Vorgegebenes Ziel:
Schreiben Sie die Einträge neu, beginnend bei der Zeile mit „Each instance of the front“ und bis zum Ende der Einträge. Ersetzen Sie dabei „front wheel“ durch „rear wheel“ und lassen Sie alles Übrige unverändert.

Verfügbare Einträge:

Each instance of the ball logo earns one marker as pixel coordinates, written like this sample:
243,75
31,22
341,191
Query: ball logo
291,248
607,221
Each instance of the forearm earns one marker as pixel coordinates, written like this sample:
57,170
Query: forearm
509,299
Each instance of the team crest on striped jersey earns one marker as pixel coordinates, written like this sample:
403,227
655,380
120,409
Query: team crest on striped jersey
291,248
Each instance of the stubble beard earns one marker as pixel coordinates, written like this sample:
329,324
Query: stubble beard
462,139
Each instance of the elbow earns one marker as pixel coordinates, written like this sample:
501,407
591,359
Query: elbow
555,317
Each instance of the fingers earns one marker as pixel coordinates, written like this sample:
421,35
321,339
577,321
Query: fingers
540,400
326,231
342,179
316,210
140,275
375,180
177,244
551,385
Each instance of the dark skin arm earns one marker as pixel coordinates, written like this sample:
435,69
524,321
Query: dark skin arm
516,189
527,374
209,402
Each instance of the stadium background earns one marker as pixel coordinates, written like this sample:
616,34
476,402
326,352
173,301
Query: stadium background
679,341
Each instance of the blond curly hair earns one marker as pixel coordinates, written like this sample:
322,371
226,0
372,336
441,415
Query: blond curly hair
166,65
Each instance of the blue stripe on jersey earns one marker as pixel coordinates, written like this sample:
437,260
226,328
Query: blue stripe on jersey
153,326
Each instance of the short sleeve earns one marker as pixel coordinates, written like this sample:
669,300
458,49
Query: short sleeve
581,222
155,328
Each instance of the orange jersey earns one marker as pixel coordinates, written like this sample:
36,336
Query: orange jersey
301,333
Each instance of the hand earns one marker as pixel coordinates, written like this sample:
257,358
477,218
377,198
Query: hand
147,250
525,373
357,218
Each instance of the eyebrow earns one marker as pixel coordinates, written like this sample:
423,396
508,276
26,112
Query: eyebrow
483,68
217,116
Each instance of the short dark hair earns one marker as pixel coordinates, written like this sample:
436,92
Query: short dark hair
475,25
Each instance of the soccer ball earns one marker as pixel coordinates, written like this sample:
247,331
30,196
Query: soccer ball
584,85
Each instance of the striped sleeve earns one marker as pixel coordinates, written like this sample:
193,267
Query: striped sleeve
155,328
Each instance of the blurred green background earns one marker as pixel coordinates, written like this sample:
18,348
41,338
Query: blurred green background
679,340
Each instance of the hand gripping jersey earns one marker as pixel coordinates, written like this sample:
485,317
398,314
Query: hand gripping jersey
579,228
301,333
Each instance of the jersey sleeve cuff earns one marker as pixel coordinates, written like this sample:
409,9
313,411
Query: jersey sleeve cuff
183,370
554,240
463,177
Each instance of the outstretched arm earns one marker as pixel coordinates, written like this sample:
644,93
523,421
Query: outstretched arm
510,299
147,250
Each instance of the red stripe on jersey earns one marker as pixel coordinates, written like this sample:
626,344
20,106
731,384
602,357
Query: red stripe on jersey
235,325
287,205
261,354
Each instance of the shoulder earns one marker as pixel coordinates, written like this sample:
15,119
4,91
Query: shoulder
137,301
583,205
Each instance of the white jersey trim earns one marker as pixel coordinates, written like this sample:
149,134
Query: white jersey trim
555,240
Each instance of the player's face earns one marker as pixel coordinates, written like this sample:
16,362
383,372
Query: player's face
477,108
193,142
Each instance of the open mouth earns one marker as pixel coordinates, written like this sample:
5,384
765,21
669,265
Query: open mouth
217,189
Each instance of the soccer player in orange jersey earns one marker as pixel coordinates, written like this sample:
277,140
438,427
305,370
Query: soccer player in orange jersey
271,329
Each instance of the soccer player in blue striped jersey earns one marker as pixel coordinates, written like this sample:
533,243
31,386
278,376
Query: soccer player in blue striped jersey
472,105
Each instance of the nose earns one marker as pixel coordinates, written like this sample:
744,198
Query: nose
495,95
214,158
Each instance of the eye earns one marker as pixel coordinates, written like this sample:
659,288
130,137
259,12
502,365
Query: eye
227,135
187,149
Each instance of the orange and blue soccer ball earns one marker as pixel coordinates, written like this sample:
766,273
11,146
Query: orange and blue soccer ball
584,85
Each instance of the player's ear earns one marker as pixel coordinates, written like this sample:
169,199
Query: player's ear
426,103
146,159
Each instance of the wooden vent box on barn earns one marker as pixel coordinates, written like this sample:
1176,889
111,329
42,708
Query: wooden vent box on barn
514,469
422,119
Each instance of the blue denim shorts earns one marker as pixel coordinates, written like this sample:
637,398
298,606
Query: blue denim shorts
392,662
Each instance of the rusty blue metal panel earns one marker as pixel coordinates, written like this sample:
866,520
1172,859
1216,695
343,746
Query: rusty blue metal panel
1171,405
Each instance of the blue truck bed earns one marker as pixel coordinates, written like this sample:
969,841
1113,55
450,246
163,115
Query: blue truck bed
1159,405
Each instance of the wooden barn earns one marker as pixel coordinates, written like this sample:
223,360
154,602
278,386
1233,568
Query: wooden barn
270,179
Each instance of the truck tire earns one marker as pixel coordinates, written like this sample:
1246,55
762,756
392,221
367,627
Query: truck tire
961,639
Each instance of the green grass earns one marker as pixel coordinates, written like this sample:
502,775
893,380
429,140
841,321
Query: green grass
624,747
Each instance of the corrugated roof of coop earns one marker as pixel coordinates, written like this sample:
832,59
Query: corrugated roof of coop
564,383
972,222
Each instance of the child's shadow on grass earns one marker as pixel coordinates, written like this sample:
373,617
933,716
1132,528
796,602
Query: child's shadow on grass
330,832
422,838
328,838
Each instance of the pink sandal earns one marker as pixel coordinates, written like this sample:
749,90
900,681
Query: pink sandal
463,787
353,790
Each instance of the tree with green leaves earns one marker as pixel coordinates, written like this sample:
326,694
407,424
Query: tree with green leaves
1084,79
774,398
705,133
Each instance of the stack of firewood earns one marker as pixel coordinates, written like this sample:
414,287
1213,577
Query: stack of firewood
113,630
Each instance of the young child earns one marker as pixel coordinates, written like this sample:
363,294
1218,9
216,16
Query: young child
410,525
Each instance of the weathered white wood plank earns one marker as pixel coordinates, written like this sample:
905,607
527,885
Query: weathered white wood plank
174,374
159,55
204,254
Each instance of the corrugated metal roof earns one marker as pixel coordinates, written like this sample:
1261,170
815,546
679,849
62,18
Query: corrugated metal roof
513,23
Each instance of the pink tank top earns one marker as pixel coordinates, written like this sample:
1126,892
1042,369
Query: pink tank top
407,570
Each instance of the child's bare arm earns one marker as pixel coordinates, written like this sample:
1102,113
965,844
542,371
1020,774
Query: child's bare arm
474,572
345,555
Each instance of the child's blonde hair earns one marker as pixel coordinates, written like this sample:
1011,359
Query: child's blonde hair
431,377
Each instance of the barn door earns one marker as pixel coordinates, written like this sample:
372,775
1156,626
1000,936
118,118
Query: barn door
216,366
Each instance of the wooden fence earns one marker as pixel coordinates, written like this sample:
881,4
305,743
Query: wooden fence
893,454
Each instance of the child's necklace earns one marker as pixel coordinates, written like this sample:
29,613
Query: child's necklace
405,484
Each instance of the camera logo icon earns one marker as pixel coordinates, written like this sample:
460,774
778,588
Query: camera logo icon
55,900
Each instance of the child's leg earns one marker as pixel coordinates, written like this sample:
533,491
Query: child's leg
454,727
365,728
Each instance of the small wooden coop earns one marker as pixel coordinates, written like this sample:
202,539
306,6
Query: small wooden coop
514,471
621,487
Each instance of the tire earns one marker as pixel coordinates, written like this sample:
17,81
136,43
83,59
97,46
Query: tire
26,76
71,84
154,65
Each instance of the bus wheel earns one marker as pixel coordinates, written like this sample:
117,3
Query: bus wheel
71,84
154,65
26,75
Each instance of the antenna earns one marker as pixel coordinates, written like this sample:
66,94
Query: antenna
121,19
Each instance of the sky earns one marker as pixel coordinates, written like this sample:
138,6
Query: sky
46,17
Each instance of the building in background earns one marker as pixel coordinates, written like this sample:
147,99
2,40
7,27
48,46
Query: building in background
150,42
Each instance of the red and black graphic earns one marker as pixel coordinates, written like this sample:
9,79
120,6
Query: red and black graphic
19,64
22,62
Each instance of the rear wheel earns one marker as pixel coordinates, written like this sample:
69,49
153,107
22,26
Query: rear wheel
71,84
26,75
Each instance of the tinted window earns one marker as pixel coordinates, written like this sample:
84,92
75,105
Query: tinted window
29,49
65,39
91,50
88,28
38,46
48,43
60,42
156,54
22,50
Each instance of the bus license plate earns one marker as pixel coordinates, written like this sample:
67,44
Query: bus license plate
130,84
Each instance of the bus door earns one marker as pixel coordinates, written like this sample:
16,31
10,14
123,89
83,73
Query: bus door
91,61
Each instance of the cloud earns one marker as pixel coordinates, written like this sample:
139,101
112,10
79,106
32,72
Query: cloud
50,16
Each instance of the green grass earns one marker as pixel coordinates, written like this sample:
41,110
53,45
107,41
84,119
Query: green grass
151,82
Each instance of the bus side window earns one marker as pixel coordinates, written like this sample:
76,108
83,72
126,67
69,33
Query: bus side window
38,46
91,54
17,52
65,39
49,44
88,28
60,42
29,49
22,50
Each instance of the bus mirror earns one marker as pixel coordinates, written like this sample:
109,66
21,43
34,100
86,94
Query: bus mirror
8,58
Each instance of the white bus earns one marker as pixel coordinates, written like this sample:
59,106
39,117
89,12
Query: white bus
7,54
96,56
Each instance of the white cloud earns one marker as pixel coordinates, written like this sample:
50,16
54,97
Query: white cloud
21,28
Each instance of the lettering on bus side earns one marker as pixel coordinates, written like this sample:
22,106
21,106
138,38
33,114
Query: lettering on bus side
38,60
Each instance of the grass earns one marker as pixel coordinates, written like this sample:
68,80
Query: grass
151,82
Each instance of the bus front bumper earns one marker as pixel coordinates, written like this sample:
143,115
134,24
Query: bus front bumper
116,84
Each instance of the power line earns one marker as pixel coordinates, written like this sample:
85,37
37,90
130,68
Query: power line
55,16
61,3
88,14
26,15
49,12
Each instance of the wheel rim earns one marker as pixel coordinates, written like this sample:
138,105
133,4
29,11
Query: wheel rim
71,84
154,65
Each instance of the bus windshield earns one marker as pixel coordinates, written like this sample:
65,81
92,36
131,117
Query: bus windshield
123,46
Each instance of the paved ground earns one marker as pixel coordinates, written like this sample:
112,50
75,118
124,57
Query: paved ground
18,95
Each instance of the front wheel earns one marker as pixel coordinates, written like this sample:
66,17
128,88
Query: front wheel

Ergebnis der Aufgabe:
Each instance of the rear wheel earns one marker as pixel coordinates, written like this sample:
66,17
128,88
Query: rear wheel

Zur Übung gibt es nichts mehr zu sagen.